§ About this exercise:
Look through the lines below for the word "coat", and copy every line that has it.
=== Listed records ===
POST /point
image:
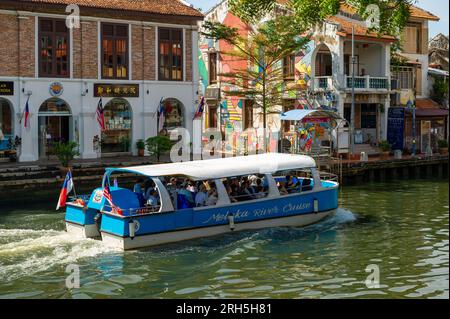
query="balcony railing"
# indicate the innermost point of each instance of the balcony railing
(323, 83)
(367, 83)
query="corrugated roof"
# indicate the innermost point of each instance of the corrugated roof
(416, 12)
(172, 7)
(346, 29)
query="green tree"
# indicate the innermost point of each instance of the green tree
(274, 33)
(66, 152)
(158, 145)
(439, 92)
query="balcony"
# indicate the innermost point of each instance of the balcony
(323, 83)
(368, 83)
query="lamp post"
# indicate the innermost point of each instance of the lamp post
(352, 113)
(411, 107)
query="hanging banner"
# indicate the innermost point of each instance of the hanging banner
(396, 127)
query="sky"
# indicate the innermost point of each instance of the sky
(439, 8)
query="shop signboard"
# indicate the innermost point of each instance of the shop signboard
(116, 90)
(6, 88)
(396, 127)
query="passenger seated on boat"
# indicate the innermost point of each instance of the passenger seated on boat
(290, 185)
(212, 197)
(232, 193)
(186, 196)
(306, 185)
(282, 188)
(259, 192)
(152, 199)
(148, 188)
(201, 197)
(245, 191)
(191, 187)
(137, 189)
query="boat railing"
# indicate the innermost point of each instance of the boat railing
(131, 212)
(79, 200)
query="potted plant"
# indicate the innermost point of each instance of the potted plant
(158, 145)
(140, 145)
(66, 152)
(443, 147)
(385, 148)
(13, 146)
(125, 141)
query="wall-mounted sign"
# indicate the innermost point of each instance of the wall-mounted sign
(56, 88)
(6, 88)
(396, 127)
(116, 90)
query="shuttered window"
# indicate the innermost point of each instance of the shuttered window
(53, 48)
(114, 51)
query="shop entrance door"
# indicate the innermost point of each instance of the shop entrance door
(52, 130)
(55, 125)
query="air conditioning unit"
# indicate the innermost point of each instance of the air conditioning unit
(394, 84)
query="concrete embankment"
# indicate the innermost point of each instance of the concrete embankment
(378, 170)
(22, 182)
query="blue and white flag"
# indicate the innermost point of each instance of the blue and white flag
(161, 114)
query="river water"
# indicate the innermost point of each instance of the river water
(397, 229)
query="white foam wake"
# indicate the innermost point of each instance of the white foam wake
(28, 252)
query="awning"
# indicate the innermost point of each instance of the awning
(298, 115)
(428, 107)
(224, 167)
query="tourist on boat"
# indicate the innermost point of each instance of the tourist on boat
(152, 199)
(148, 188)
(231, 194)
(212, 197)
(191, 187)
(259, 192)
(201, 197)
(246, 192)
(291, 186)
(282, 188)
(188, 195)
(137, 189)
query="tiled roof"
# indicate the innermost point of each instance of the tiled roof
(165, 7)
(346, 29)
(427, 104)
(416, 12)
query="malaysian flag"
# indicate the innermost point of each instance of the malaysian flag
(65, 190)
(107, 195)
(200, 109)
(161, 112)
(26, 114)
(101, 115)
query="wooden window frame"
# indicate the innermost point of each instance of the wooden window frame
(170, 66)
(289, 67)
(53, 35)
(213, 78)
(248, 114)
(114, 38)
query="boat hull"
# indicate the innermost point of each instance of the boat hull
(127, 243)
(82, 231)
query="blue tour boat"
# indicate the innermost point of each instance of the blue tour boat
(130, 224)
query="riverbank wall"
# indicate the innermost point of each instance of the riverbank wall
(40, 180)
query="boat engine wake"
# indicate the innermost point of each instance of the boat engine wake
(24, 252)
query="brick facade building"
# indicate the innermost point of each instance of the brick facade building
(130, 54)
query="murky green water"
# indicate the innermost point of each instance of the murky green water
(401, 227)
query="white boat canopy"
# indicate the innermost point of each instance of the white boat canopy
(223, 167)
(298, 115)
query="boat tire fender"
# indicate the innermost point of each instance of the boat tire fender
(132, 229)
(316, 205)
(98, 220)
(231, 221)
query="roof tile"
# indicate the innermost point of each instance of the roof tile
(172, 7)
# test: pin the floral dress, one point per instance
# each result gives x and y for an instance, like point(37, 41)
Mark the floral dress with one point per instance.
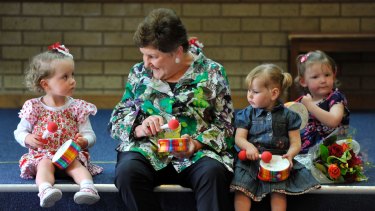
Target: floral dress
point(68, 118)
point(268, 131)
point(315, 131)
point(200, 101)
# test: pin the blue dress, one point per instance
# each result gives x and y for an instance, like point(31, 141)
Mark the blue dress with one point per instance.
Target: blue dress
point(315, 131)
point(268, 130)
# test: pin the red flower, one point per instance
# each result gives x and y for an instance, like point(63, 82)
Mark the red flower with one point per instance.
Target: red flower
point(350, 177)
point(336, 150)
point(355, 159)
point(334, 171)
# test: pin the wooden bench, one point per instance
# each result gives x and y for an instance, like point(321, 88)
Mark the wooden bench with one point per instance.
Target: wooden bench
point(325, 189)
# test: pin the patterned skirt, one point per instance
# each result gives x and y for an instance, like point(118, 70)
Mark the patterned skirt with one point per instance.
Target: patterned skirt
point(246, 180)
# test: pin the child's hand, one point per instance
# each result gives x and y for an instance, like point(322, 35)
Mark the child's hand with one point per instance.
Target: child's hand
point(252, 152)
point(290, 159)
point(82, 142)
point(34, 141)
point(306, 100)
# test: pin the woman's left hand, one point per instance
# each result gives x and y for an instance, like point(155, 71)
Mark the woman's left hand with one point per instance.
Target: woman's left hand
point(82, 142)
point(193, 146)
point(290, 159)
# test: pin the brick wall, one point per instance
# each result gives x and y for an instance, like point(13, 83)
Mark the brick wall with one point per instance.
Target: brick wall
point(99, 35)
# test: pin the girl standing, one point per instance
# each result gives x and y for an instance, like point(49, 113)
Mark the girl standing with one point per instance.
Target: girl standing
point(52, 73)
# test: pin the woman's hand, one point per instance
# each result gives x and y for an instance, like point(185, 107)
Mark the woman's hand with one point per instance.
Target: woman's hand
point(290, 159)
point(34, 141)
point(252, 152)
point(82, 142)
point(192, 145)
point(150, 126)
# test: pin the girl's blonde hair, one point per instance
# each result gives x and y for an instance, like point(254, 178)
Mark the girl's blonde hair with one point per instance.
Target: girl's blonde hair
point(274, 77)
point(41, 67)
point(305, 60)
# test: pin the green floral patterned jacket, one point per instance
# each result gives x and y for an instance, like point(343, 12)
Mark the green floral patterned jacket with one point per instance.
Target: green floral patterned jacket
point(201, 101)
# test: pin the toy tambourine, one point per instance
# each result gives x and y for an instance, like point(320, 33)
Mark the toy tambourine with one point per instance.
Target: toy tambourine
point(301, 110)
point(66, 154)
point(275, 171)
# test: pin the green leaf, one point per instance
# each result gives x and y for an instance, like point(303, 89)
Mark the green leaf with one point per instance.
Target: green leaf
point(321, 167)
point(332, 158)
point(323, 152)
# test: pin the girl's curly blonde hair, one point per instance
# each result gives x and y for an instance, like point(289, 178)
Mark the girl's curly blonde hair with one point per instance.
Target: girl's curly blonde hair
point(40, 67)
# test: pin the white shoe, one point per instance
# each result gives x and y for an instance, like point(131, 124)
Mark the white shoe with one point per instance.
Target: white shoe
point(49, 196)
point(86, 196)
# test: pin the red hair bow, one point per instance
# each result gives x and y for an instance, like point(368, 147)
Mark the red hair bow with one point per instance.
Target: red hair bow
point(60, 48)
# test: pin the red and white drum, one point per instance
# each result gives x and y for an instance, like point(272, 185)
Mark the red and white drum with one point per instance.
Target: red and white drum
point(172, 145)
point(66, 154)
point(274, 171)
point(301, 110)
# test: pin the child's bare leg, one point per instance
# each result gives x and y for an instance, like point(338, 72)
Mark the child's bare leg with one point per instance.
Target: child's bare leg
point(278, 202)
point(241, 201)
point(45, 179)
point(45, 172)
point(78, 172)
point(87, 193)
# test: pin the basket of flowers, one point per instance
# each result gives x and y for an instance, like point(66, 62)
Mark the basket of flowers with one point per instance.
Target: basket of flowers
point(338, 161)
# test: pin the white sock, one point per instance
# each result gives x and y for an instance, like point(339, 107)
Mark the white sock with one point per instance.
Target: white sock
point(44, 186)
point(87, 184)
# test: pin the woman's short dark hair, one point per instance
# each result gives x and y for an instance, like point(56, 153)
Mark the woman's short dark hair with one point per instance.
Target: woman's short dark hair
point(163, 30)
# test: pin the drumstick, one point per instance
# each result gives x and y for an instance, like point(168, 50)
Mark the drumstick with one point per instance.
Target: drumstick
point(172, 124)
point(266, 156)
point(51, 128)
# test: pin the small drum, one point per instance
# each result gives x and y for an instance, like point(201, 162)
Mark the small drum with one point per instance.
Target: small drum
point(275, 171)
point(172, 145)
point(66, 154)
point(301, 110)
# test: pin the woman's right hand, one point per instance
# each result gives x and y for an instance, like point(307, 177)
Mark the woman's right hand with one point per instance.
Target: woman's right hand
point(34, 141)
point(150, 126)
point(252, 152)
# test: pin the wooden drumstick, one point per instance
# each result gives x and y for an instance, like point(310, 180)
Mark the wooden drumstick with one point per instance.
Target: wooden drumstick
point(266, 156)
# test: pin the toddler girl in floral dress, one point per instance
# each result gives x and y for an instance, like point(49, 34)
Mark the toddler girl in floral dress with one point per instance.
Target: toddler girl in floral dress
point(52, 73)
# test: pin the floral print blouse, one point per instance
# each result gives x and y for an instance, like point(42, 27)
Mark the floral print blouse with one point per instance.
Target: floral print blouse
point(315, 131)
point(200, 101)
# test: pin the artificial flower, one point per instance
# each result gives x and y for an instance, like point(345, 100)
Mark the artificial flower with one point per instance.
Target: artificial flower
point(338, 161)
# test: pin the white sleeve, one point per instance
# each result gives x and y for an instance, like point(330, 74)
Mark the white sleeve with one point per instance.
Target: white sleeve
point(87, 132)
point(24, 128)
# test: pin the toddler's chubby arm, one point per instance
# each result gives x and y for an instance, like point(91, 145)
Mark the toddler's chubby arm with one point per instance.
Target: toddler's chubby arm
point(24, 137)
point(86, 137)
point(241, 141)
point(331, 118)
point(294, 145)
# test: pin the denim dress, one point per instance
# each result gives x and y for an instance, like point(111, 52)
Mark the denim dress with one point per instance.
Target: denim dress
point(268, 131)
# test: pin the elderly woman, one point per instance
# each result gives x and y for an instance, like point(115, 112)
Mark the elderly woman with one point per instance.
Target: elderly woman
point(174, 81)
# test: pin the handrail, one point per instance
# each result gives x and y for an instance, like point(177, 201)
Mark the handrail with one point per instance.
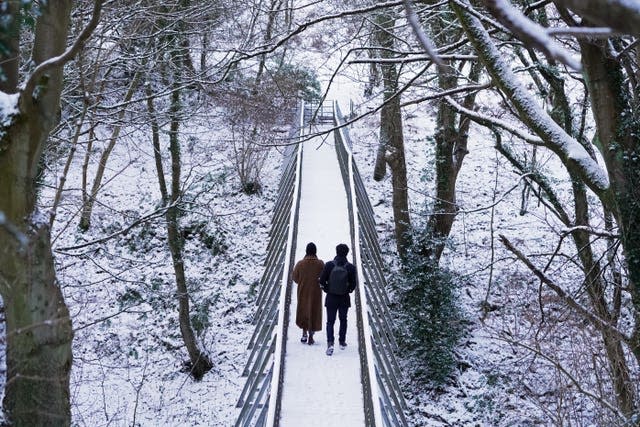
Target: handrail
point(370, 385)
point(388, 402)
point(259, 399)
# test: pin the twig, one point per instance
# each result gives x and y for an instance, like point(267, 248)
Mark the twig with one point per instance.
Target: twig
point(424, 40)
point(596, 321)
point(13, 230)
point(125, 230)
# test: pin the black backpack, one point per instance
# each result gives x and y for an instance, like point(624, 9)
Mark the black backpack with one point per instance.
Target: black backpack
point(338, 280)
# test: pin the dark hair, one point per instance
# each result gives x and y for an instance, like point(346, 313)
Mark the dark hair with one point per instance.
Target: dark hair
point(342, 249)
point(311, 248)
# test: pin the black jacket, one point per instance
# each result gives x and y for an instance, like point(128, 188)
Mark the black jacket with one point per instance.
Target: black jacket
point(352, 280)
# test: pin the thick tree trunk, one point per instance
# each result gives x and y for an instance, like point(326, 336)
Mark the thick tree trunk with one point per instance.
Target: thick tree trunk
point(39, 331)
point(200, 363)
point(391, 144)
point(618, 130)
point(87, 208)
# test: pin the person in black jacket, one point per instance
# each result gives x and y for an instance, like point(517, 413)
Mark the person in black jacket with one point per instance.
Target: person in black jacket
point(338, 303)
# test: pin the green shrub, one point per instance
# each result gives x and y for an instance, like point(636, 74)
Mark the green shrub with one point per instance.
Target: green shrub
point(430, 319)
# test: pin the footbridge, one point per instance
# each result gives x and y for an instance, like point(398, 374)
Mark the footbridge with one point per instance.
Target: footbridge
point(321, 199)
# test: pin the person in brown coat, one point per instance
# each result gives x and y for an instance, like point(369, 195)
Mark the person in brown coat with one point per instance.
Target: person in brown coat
===
§ Solution to the exercise:
# test: pin the person in brown coat, one point per instance
Mark the person in brown coat with one point per instance.
Target: person in brown coat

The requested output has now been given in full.